§ **Task item**
Among the entries below, extract exactly the lines that run from the one with "box: [0, 286, 142, 297]" through the one with "positive clicks: (66, 86)", both ends included.

§ **Available data**
=== Section Start ===

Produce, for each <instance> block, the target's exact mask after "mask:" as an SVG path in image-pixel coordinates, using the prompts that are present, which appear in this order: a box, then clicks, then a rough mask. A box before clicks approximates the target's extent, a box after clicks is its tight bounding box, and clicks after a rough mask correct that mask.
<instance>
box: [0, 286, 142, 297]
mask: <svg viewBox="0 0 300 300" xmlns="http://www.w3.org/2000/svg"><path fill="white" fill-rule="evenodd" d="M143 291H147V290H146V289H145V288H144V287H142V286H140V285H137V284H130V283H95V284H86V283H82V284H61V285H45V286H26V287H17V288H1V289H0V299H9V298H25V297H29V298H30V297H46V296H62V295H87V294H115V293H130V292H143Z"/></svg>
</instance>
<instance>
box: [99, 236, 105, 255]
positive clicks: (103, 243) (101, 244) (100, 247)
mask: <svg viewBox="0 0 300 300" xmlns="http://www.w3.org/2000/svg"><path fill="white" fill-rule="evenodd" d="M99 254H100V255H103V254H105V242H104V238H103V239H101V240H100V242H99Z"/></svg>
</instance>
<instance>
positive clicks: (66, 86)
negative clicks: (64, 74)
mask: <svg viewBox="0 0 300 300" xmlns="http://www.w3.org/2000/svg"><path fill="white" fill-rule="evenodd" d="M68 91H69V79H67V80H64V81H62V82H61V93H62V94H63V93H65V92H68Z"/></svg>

=== Section End ===
=== Section Start ===

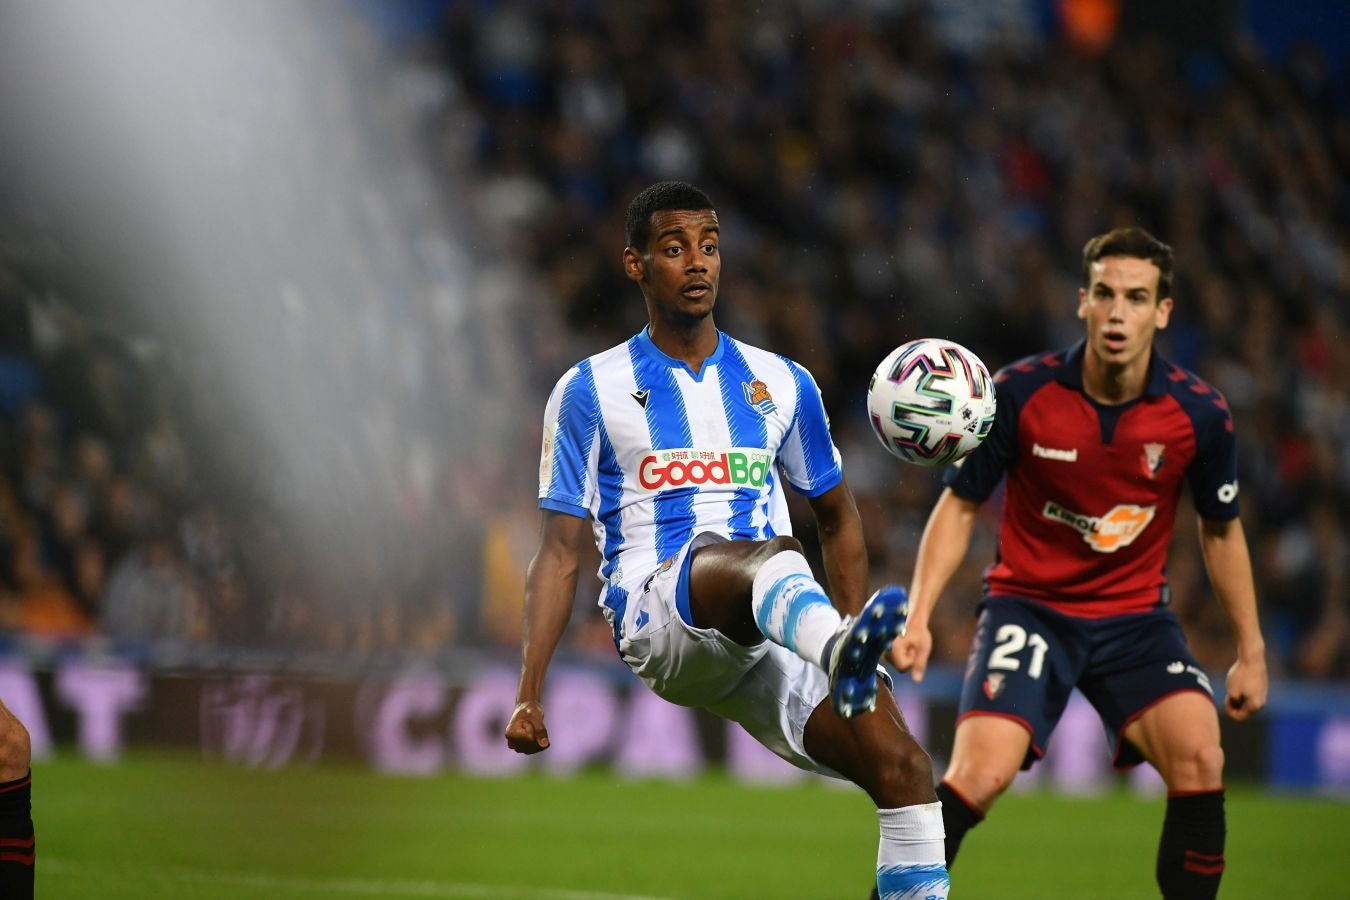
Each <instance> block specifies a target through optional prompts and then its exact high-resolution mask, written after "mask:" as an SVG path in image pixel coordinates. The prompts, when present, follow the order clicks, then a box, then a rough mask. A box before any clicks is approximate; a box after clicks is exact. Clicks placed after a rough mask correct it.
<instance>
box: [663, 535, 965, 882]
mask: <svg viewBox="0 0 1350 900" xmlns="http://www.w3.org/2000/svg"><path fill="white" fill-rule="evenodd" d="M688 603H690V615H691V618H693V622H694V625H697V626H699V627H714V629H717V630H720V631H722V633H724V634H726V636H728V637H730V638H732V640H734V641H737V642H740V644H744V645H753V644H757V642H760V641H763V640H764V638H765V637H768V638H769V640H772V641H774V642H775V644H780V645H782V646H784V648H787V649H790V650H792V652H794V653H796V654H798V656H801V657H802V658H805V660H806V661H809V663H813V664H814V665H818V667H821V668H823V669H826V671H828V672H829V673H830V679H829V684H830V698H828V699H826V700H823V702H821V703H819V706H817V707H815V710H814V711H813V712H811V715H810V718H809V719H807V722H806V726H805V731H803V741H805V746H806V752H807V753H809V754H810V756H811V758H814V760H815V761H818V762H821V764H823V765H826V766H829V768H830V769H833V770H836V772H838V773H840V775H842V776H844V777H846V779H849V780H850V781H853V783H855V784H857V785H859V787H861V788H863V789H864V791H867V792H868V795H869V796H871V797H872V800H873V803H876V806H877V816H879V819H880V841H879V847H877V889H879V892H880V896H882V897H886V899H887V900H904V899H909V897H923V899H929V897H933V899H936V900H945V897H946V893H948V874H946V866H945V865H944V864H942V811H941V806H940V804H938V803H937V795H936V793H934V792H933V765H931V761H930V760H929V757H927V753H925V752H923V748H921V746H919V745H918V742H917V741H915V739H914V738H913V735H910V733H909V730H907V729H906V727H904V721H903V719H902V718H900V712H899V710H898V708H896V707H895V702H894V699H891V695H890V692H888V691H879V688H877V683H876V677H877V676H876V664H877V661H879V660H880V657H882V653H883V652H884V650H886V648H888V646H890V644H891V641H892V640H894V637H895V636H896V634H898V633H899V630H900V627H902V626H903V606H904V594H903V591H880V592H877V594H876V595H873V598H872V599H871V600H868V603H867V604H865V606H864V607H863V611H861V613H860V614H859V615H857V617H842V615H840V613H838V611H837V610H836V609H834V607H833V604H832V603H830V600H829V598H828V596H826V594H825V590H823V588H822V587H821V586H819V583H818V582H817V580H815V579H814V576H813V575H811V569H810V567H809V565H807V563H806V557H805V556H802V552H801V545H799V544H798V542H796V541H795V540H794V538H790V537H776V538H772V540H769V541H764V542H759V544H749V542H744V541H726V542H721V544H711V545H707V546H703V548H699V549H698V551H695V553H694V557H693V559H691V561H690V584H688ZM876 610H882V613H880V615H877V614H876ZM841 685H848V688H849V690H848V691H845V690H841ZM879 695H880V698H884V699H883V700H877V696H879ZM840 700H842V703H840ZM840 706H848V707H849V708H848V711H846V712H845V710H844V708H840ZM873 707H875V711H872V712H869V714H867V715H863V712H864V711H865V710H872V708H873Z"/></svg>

=== Section End ===

§ **Output of the exercise**
box: [0, 286, 142, 297]
mask: <svg viewBox="0 0 300 300" xmlns="http://www.w3.org/2000/svg"><path fill="white" fill-rule="evenodd" d="M143 291H147V290H146V289H145V288H144V287H142V286H140V285H137V284H130V283H95V284H86V283H82V284H61V285H45V286H26V287H17V288H1V289H0V299H9V298H25V297H29V298H30V297H46V296H62V295H87V294H115V293H130V292H143Z"/></svg>
</instance>
<instance>
box: [99, 236, 105, 255]
positive clicks: (103, 243) (101, 244) (100, 247)
mask: <svg viewBox="0 0 300 300" xmlns="http://www.w3.org/2000/svg"><path fill="white" fill-rule="evenodd" d="M99 254H100V255H103V254H105V242H104V238H103V239H101V240H100V242H99Z"/></svg>
</instance>
<instance>
positive clicks: (66, 86)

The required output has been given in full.